● TEXTO PROPORCIONADO:
§ §
Recapitulando sobre los difíciles
años de la llamada Transición en este país, y pese a los logros conseguidos en
aquella importante tarea, nos topamos con un error de bulto: se combinó la
concordia con la impunidad. Ninguna democracia puede aplicar soluciones de
punto final a los participantes en el sostenimiento de la represión cotidiana y
asesina en semejantes regímenes políticos, y debe juzgarlos por delitos de lesa
humanidad, como se está haciendo en Argentina.
Además, debe inhabilitar a los partícipes fundamentales en la construcción de
la arquitectura del horror. Y nunca, jamás, homenajear a los colaboradores por
omisión, sean arquitectos, jueces, maestros, obreros, sacerdotes o vedettes. Tal error implanta en el seno
de una sociedad democrática un virus perverso, ante el cual algunas
constituciones europeas se protegieron justamente y con rapidez ‒como hizo Italia
tras la Segunda Guerra Mundial‒, con el fin de instaurar la ejemplaridad.[2] Esta
es la única fórmula para lograr la implantación de una cultura democrática en un pueblo: ningún crimen, asesinato, violación,
maltrato, vejación, robo, secuestro, humillación, delito, en suma, se perdonará
con una declaración de buenas intenciones y una oración por el futuro.
Muchos de los que aún no tenían
la mayoría de edad cuando fue aprobada la Constitución española, en 1978, consideran
necesario afrontar una reforma de nuestro sistema democrático, una vez que
estos coetáneos no tienen hipoteca alguna con el pasado ‒dada la inexistencia o
la ya desaparición de familiares implicados en la dictadura‒; ni la entonces
urgente necesidad de los partidos en la obtención del poder político ante la
amenaza del poder militar de la dictadura. Esta inclusión de las nuevas generaciones
en aquel contrato social, llamado Transición, sería una forma de cerrar la
etapa negra de nuestra historia, y de implantar la ejemplaridad
como una categoría política en nuestra sociedad. El filósofo Javier
Gomá hablaba de “recuperar la noción de ejemplaridad
política en el seno de la teoría democrática”. Ya, pero ¿y si en España, en
realidad, estábamos huérfanos tanto de una como de la otra?
§ §
● DATOS PROPORCIONADOS:
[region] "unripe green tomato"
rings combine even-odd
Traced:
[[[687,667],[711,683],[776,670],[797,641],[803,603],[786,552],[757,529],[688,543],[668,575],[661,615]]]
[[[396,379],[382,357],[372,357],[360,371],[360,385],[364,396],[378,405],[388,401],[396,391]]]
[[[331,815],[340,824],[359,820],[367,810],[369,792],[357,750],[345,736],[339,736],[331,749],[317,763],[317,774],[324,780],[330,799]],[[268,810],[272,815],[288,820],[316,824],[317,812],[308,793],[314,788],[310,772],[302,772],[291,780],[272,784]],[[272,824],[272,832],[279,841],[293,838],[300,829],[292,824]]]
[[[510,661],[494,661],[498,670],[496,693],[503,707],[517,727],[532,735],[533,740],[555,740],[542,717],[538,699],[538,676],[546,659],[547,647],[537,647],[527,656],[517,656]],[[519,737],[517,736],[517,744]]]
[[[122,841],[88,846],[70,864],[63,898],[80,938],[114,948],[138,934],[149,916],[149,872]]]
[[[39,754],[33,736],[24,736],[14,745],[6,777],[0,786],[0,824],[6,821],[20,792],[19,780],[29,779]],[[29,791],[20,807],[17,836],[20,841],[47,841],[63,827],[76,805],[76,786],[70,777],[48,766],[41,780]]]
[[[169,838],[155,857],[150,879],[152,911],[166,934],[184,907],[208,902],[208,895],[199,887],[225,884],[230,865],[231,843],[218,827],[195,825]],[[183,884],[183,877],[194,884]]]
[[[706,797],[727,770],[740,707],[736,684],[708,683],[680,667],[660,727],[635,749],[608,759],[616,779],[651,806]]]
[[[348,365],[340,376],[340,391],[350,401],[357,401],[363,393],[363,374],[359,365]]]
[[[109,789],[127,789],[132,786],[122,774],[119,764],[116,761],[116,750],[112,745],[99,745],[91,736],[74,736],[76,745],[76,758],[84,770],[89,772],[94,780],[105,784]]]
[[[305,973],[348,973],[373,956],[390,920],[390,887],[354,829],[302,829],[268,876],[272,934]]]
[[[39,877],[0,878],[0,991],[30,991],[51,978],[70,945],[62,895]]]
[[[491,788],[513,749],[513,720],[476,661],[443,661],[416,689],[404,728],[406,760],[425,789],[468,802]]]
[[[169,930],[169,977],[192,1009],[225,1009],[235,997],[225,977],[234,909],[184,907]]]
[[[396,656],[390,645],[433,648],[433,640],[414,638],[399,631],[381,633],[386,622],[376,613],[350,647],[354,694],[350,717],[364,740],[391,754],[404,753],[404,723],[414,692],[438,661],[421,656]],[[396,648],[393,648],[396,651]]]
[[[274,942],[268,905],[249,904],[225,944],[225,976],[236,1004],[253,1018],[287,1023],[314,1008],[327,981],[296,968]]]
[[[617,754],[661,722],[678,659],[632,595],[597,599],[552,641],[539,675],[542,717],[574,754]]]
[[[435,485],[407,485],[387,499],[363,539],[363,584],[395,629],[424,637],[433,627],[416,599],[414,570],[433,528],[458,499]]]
§ §
● APLICA LO LEÍDO:
• A. Cita sin cambios el pasaje del texto sobre la Transición que empieza en las palabras "Recapitulando sobre los" y termina después de "haciendo en Argentina.".
• B. Escribe cómo sigue el texto sobre la Transición a partir de su última frase.

● RESPUESTAS:
• A.
Recapitulando sobre los difíciles
años de la llamada Transición en este país, y pese a los logros conseguidos en
aquella importante tarea, nos topamos con un error de bulto: se combinó la
concordia con la impunidad. Ninguna democracia puede aplicar soluciones de
punto final a los participantes en el sostenimiento de la represión cotidiana y
asesina en semejantes regímenes políticos, y debe juzgarlos por delitos de lesa
humanidad, como se está haciendo en Argentina.

• B.
[1] No hay que olvidar que, en el origen y consolidación
del desarrollo de prácticas corruptas, también existe un sustrato cultural
previo que, en ocasiones, tiene que ver con una ética económica premoderna y una
desconfianza en la ética de las instituciones y de la sociedad en general. (Lamo
de Espinosa, 1997, en Manuel Villoria y
Fernando Jiménez. La corrupción en
España (2004-2010): datos, percepción y efectos).
[2] XII Disposición Transitoria y Final de
la Constitución de la República Italiana de 1948: Se prohíbe bajo cualquier forma posible la
reorganización del disuelto partido fascista. Por excepción a lo dispuesto en
el artículo 48, se establecerán por ley, durante período no superior a un
quinquenio desde la entrada en vigor de la Constitución, limitaciones
temporales al derecho de voto y a la elegibilidad para los jefes responsables
del régimen fascista.
Creo que seguir remontándonos a los tiempos del franquismo es un error, han pasado tantos años de democracia como de la dictadura, hay que olvidarnos de tanto franquismo y mirar el futuro y superar la crisis que tenemos. Y al que la haga en nuestra democracia, que la pague, y ya esta.